## [МАТЕРИАЛ ЗАДАНИЯ]
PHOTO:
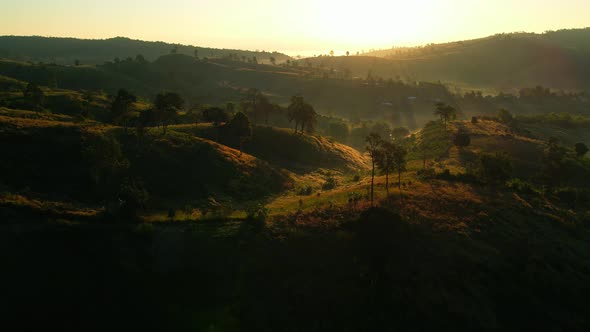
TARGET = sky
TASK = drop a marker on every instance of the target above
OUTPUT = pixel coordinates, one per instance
(300, 26)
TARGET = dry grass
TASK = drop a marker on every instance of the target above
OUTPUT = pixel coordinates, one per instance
(48, 207)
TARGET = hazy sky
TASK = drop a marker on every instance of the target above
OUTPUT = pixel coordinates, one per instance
(290, 26)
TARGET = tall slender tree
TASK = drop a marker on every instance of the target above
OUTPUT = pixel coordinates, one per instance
(374, 143)
(445, 112)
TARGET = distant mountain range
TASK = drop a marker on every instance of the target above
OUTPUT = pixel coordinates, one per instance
(556, 59)
(66, 51)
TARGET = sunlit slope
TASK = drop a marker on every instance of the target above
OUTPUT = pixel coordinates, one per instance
(557, 60)
(56, 155)
(67, 51)
(283, 148)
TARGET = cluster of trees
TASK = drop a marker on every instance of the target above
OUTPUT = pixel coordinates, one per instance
(165, 110)
(34, 96)
(302, 114)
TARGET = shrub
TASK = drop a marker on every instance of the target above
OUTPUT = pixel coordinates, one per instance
(330, 183)
(521, 186)
(307, 191)
(257, 214)
(494, 168)
(426, 173)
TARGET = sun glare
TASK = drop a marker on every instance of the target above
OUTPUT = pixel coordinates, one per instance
(375, 22)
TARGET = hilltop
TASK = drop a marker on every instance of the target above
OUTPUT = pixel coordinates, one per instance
(557, 59)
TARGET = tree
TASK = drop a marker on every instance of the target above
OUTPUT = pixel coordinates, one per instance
(121, 107)
(217, 116)
(240, 128)
(167, 107)
(294, 110)
(133, 196)
(505, 116)
(581, 149)
(462, 139)
(302, 113)
(255, 103)
(392, 158)
(495, 168)
(400, 132)
(445, 112)
(34, 96)
(374, 142)
(308, 118)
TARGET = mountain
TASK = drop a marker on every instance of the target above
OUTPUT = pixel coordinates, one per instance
(503, 62)
(66, 51)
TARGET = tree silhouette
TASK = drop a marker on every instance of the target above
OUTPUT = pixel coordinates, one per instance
(167, 107)
(391, 158)
(374, 142)
(302, 113)
(581, 149)
(217, 116)
(240, 128)
(462, 139)
(254, 104)
(34, 96)
(445, 112)
(121, 107)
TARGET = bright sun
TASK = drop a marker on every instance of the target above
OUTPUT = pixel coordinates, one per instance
(373, 22)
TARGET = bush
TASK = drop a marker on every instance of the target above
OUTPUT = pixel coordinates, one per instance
(307, 191)
(330, 183)
(426, 173)
(494, 168)
(521, 186)
(256, 215)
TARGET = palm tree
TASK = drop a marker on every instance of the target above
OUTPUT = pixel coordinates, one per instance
(445, 112)
(374, 142)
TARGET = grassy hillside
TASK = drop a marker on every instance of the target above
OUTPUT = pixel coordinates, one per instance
(66, 51)
(296, 152)
(501, 62)
(61, 157)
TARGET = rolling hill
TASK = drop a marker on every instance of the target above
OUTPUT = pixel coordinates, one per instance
(503, 62)
(66, 51)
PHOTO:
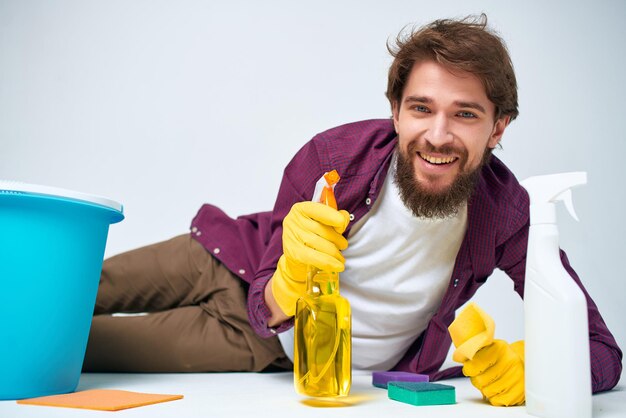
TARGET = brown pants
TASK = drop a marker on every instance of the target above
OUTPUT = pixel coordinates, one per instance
(195, 315)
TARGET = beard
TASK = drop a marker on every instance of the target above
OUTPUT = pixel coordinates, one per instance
(441, 204)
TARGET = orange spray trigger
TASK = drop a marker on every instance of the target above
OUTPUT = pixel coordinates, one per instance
(332, 177)
(328, 194)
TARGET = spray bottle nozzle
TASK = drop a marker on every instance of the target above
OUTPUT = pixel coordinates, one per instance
(544, 191)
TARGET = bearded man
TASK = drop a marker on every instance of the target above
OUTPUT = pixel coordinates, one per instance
(427, 214)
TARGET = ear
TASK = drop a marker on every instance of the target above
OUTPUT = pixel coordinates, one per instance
(498, 131)
(396, 115)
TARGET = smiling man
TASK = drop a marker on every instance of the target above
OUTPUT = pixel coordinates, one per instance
(427, 214)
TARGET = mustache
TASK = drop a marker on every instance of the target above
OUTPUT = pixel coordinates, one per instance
(447, 149)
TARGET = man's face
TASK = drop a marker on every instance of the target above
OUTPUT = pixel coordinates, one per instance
(446, 129)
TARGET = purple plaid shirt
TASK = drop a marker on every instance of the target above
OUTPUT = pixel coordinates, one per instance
(497, 236)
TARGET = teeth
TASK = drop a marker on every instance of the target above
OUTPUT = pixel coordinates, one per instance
(437, 160)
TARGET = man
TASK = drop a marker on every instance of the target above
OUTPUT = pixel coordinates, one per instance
(427, 215)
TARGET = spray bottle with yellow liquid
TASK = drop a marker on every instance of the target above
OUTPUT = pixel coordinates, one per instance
(322, 345)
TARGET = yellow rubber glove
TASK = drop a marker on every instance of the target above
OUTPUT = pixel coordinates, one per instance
(494, 367)
(311, 237)
(498, 372)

## [ЦЕЛЬ ЗАДАНИЯ]
Пожалуйста, обнови данные выше, заменив «marker» на «point» и сохранив всё остальное без изменений. Картинки в ответ не включай.

## [ОТВЕТ НИЖЕ]
PHOTO:
TARGET = sky
TASK = drop a point on every instance of the target above
OUTPUT = pixel coordinates, one per instance
(300, 26)
TARGET = dry grass
TASK = drop a point on every instance of the target above
OUTPUT = pixel coordinates, one per instance
(48, 207)
TARGET = hazy sky
TASK = drop a point on every instance of the target above
OUTPUT = pixel coordinates, one per instance
(290, 26)
TARGET = tall slender tree
TASK = drop a point on every instance of the target above
OUTPUT = pixel coordinates, one per instance
(374, 143)
(445, 112)
TARGET = distant mountain range
TASK = drop a point on every instance of the target above
OUTPUT = pixel coordinates, one per instance
(556, 59)
(66, 51)
TARGET = sunlit slope
TASK = drop a point on every instance of the target above
OUTPUT = pixel coordinates, one per instance
(557, 60)
(56, 155)
(67, 51)
(283, 148)
TARGET = cluster of trees
TASK = drop a point on every instance of the target above
OUTPUT = pixel coordinates, one per instance
(165, 110)
(34, 96)
(302, 114)
TARGET = shrub
TASK = drop a point on every instance of the target above
OUTPUT = pixel coordinates, one per instance
(330, 183)
(521, 186)
(307, 191)
(257, 214)
(494, 168)
(426, 173)
TARGET = sun glare
TASK = drop a point on every instance of the target above
OUTPUT = pixel coordinates, one per instance
(375, 22)
TARGET = hilltop
TASK = drop a point on every instance of the target above
OUTPUT = pixel coordinates, one per instance
(557, 59)
TARGET = tree
TASK = drop a point on every instance of the target above
OUTPUT = pixel coordinates, one per instance
(121, 107)
(217, 116)
(240, 128)
(167, 107)
(294, 110)
(133, 196)
(505, 116)
(581, 149)
(462, 139)
(302, 113)
(255, 103)
(392, 158)
(495, 168)
(400, 132)
(445, 112)
(34, 96)
(374, 142)
(308, 118)
TARGET = mountain
TASK = drop a point on every instance of the target above
OUTPUT = pixel coordinates, one per instance
(503, 62)
(66, 51)
TARGET = tree silhouette
TASK = drop a point on every instance of the target above
OUTPUT = pixel coordinates, one per instance
(167, 107)
(391, 158)
(374, 142)
(302, 113)
(581, 149)
(217, 116)
(240, 128)
(462, 139)
(254, 104)
(34, 96)
(445, 112)
(121, 107)
TARGET = bright sun
TASK = drop a point on every instance of the target above
OUTPUT = pixel coordinates, one per instance
(373, 22)
TARGET = bush
TASK = drop a point on every instance of the target above
OUTPUT = pixel coordinates, one per instance
(307, 191)
(330, 183)
(426, 173)
(494, 168)
(521, 186)
(256, 215)
TARGET = palm tree
TASK = drop a point on every instance of the target above
OUTPUT = pixel coordinates, one per instance
(445, 112)
(374, 142)
TARGET = grassy hillside
TASK = drop a point on every instance of the target above
OUTPUT = pixel coordinates, one per instance
(66, 51)
(296, 152)
(501, 62)
(61, 157)
TARGET = rolling hill
TASK = drop a point on every instance of the target above
OUTPUT = pixel coordinates, one per instance
(503, 62)
(66, 51)
PHOTO:
TARGET = brown pants
TASK = drop a point on every instance of the target above
OUTPUT = pixel coordinates, one per instance
(195, 315)
TARGET = beard
TASK = drop a point on every instance of the target above
OUTPUT = pixel coordinates, one per instance
(441, 204)
TARGET = orange spray trigger
TASK = drop a point on every instance of the target above
OUTPUT = pixel coordinates, one per instance
(332, 177)
(328, 194)
TARGET = spray bottle nozzle
TASK = drop a point on every instance of the target above
OUTPUT = pixel coordinates, one per instance
(544, 191)
TARGET = bearded man
TASK = drop a point on every instance of the target above
OUTPUT = pixel coordinates, one per instance
(427, 214)
TARGET = ear
TASK = drop a point on every instance of the target above
OUTPUT = pixel coordinates, one per instance
(498, 131)
(396, 115)
TARGET = smiling man
TASK = drop a point on every instance of the target above
OUTPUT = pixel coordinates, one per instance
(427, 214)
TARGET = mustache
TASK = drop a point on every instance of the target above
OUTPUT = pixel coordinates, one per instance
(447, 149)
TARGET = man's face
TASK = drop a point on every instance of the target above
OUTPUT = pixel coordinates, one per instance
(446, 129)
TARGET = purple plaid shirt
TASK = drop a point on every instance of the target above
OUTPUT = pixel coordinates, one per instance
(497, 236)
TARGET = teeth
TASK = drop a point on every instance of the target above
OUTPUT = pixel coordinates, one per instance
(437, 160)
TARGET = man
TASK = drop a point on every instance of the target above
OUTPUT = pixel coordinates, one per instance
(427, 215)
TARGET = spray bottle with yellow liquid
TASK = drop a point on every instance of the target above
OUTPUT = pixel coordinates, one per instance
(322, 345)
TARGET = yellow rubber glove
TASK = drop a point on every instance of the target above
OUTPUT = pixel coordinates, one per instance
(494, 367)
(311, 237)
(498, 372)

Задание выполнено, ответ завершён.